Exercise instructions:
(1) In the forum thread about respect, swap "feelings" for "emotions" and give the passage from "But I don't." up to and including "feelings so much.".
(2) Extend the forum thread about respect, picking up after its last sentence.

Selected passage:

>>>>

Anyway, now that I have left her and I showed her I mean absolute business, she has shown me a lot of respect. She may not Love me, she may even hate me. But the respect *is definitely there.* I can sense it when she talks to me and addresses me.

It's nice. Almost, no. . .actually just as good as sex.

But now. . .here's the funny thing. . .I don't respect her any more. Like you, cbd, I know I should (like you should want to have sex with your husband) resepct her.

I even can hear the forum here saying, "But Scannerguard. . .you HAVE to respect her. . .she's the mother of your children."

But I don't. 

And I don't know why either. To just hear authorities/society say that. . .well, it's not enough.

It's like I just think, "Gee whiz. . .any woman can spread her legs and give forth my offspring. It doesn't take a lot of talent." Ugly, huh? Ouch, huh? Well, it's the way I feel.

Believe me, like you, I feel guilty for thinking that. . .but I just do. But lately, those feelings have been easing up and I respect the job she does. At times, I don't. Maybe it's the anger but that is 60-70% better honestly. . .it's just the respect went to 0 and is now only at 20% maybe.

Anyway, like you, I do understand the ability to only control your feelings so much.


----------



## cbd2010 (Aug 19, 2010)

Scannerguard said:


> I even can hear the forum here saying, "But Scannerguard. . .you HAVE to respect her. . .she's the mother of your children."


This is interesting - because I absolutely would not say that. That's not enough of a reason to respect someone, in my opinion.

<<<<

Point labeling dataset excerpts:

>>>>

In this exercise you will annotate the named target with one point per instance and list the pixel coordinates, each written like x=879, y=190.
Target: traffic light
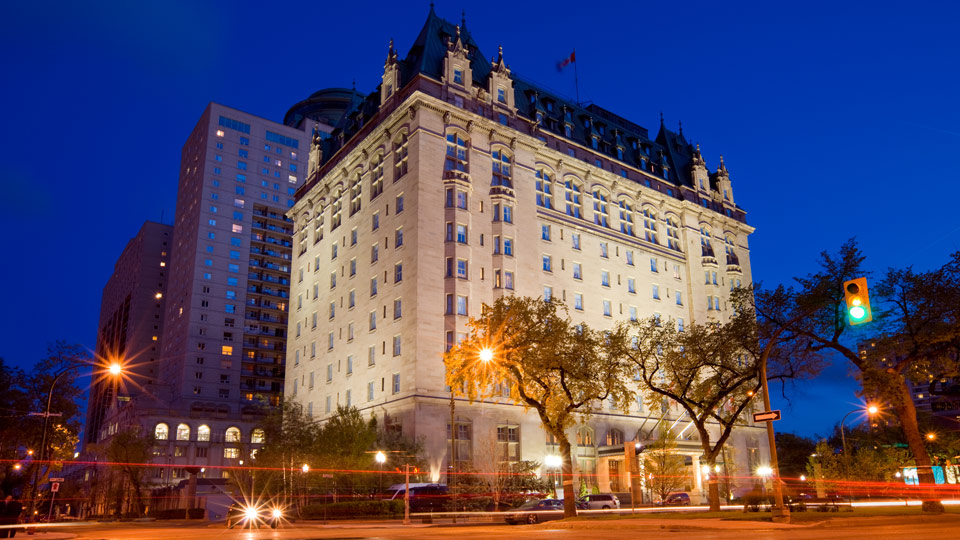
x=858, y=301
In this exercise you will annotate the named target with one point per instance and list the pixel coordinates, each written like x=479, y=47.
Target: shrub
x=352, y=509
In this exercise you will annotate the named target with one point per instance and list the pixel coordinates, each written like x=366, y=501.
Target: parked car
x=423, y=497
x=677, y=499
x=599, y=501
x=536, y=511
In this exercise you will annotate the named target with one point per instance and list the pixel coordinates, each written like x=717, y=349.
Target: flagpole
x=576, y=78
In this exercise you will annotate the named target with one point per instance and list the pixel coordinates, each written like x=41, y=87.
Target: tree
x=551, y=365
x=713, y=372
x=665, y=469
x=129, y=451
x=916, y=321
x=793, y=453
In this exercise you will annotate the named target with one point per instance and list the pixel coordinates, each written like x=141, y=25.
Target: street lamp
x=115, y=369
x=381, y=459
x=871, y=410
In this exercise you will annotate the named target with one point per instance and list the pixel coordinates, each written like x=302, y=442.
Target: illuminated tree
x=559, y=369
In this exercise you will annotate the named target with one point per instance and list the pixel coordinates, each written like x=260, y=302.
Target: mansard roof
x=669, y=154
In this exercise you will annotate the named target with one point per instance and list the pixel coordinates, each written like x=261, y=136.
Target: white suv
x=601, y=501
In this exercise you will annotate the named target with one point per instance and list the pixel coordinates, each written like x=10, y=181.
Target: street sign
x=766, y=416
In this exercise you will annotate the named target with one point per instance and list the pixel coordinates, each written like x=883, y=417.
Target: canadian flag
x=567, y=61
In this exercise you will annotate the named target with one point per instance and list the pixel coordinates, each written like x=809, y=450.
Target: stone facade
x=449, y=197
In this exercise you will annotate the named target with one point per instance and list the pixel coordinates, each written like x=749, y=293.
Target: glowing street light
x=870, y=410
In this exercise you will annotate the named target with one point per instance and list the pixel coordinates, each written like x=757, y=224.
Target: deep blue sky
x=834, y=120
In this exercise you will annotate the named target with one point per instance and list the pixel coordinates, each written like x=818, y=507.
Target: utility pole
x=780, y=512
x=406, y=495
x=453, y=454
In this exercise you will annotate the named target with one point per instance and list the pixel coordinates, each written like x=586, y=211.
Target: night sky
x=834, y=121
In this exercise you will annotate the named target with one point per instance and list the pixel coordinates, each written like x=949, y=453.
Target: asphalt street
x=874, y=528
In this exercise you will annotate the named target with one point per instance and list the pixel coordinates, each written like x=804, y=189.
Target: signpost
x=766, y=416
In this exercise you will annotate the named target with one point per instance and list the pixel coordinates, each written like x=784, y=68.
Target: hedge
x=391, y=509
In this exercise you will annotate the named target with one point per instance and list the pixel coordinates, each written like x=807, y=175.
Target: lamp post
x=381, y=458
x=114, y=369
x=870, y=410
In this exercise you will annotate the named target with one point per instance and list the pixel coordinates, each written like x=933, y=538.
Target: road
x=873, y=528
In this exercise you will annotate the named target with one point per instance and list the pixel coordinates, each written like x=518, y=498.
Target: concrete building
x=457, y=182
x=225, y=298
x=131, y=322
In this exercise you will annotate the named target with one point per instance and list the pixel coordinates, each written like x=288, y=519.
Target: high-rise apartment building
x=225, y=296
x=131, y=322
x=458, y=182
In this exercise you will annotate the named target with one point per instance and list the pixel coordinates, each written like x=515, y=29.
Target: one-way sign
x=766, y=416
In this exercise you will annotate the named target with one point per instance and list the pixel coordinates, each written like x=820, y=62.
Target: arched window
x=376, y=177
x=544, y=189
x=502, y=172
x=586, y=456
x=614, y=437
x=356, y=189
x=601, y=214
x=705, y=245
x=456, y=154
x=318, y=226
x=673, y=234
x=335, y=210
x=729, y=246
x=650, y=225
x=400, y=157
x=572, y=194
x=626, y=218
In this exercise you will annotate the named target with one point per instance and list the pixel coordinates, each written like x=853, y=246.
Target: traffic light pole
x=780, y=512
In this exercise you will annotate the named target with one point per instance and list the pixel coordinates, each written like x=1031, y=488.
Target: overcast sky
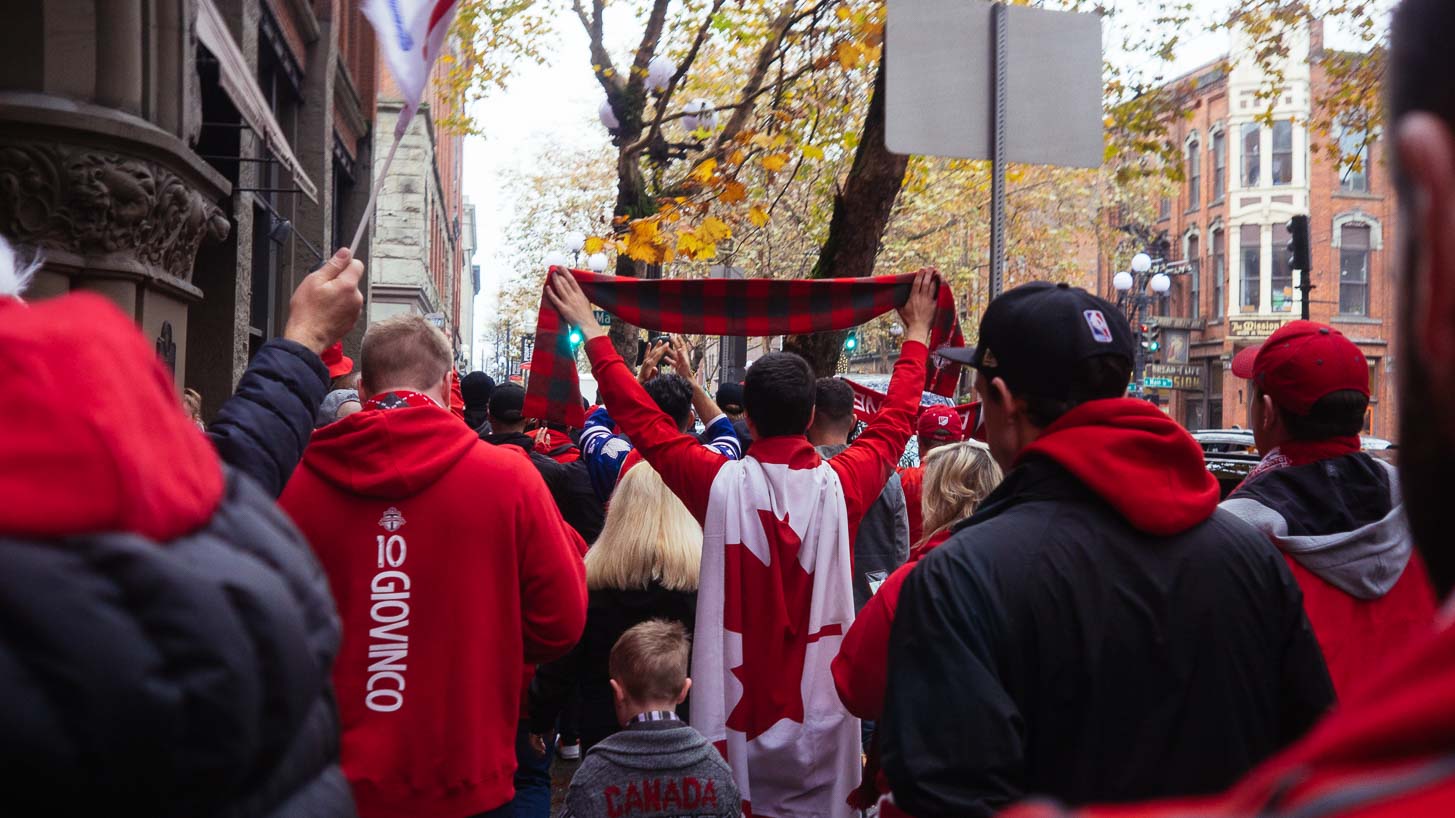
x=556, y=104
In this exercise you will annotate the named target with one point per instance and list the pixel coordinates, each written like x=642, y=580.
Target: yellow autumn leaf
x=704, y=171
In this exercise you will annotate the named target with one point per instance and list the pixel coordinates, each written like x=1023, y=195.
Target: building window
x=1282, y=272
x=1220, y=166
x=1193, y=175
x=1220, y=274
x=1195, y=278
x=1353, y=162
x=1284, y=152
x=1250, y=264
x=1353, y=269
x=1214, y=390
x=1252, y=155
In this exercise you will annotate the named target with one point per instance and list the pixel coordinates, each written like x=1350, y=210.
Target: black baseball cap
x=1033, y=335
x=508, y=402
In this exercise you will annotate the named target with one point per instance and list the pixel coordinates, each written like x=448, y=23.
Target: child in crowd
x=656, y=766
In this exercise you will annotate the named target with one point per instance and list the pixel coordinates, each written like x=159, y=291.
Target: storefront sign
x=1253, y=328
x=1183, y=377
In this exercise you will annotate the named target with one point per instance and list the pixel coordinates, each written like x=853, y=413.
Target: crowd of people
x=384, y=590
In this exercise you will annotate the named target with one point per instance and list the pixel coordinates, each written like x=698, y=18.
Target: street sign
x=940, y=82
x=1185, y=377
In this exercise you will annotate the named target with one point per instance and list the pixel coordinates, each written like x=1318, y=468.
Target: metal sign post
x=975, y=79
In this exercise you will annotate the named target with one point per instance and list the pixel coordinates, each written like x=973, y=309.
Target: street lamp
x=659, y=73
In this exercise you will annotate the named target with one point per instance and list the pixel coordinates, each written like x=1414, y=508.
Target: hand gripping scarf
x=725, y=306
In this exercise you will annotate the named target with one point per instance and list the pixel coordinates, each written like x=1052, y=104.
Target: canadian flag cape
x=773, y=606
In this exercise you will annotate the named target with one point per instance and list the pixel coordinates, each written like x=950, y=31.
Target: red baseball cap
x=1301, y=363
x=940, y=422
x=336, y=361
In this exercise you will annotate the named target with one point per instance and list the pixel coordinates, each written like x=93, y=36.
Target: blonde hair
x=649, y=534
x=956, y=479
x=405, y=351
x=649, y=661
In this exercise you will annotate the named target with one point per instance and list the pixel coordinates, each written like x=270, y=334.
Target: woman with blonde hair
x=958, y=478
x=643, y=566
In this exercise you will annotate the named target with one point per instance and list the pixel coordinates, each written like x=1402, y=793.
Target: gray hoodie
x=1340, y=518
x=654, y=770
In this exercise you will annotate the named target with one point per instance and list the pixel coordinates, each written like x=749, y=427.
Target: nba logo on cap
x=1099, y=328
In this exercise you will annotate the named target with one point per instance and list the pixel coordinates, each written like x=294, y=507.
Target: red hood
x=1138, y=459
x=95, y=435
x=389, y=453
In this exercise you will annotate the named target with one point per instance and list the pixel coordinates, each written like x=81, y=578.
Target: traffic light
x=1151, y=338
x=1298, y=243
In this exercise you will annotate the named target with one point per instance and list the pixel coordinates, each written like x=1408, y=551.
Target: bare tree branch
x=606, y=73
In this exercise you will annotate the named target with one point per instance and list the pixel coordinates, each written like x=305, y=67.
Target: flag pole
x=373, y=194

<<<<

Outputs:
(1)
But I don't. 

And I don't know why either. To just hear authorities/society say that. . .well, it's not enough.

It's like I just think, "Gee whiz. . .any woman can spread her legs and give forth my offspring. It doesn't take a lot of talent." Ugly, huh? Ouch, huh? Well, it's the way I feel.

Believe me, like you, I feel guilty for thinking that. . .but I just do. But lately, those emotions have been easing up and I respect the job she does. At times, I don't. Maybe it's the anger but that is 60-70% better honestly. . .it's just the respect went to 0 and is now only at 20% maybe.

Anyway, like you, I do understand the ability to only control your emotions so much.

(2)
I respect my husband, but only partly. I respect him for his intellect - he's incredibly smart - and for the work he does, 'cause he is really good at it and is making a name for himself in his field. Which is awesome, in my opinion, and I'm thrilled that he's found something he enjoys doing and that is rewarding to him. However, I don't respect his personality (if that makes sense). He's conceited - he knows he's smart, and likes to show off - and while that doesn't bother me personally, 'cause I'm frankly pretty darn smart myself - it really annoys me when he does it to other people. He also has no respect for others - for their situations or troubles or viewpoints - which makes me respect him less. It's almost as though the things he does that annoy me personally may be obnoxious at the time, but they don't tend to get to me long-term (I am definitely not the type to carry grudges), yet if he can't be respectful and considerate of others - well, then... (and this goes for anyone - if you can't be openminded and at least HEAR what people have to say, then I am going to have a very hard time respecting you).

Ok - there were just too many "respects" in that paragraph, and it was a bit OT, but your comment did get me thinking...

As for just ending it - well, we've talked about it. Like many of our conversations/issues, he didn't seem to take it too seriously. But we did discuss it. It's possible we will. It's also possible we will work through some of the other issues we face. But I don't know if we can work through this one. I mean, if I'm not attracted to him - if I don't want to have sex with him - wouldn't that frustrate him just as much as it does me? Is that something that we both would want to live with for the next 35-40 years? I just don't know.


----------



## Therealbrighteyes (Feb 11, 2010)

T/J here.....

Scannerguard,

You are the reason I became a member. I lurked for a while and decided to join after reading a post you wrote. I have tremendous respect for you and the struggles you have gone through. 

I do have a question though...as a woman, what you wrote stung a bit. The part about any woman can open her legs. I opened my legs because I love him. During the really dark times of our marriage my husband treated me with sort of the same "respect" if you will. Kind of like, well you had them....so what? Does that make you special? It really hurt. At that time my friend told me about a great quote: "A man shows ultimate love to his children by honoring their Mother". I have no idea who wrote that. I guess I am curious about your take on this. What I mean is, isn't showing or giving respect part of honor? Isn't honoring your childrens mother what is best for them? Please don't take that the wrong way as I am not trying to antagonize you in any way. I just wanted your thoughts on this as it has been hard for me to understand. We are in a MUCH better place now (nearly 17 years later) but parts still sting.


----------



## MEM2020 (Aug 23, 2009)

CBD,
What caused you to transition from frequent - good sex before marriage to loss of attraction?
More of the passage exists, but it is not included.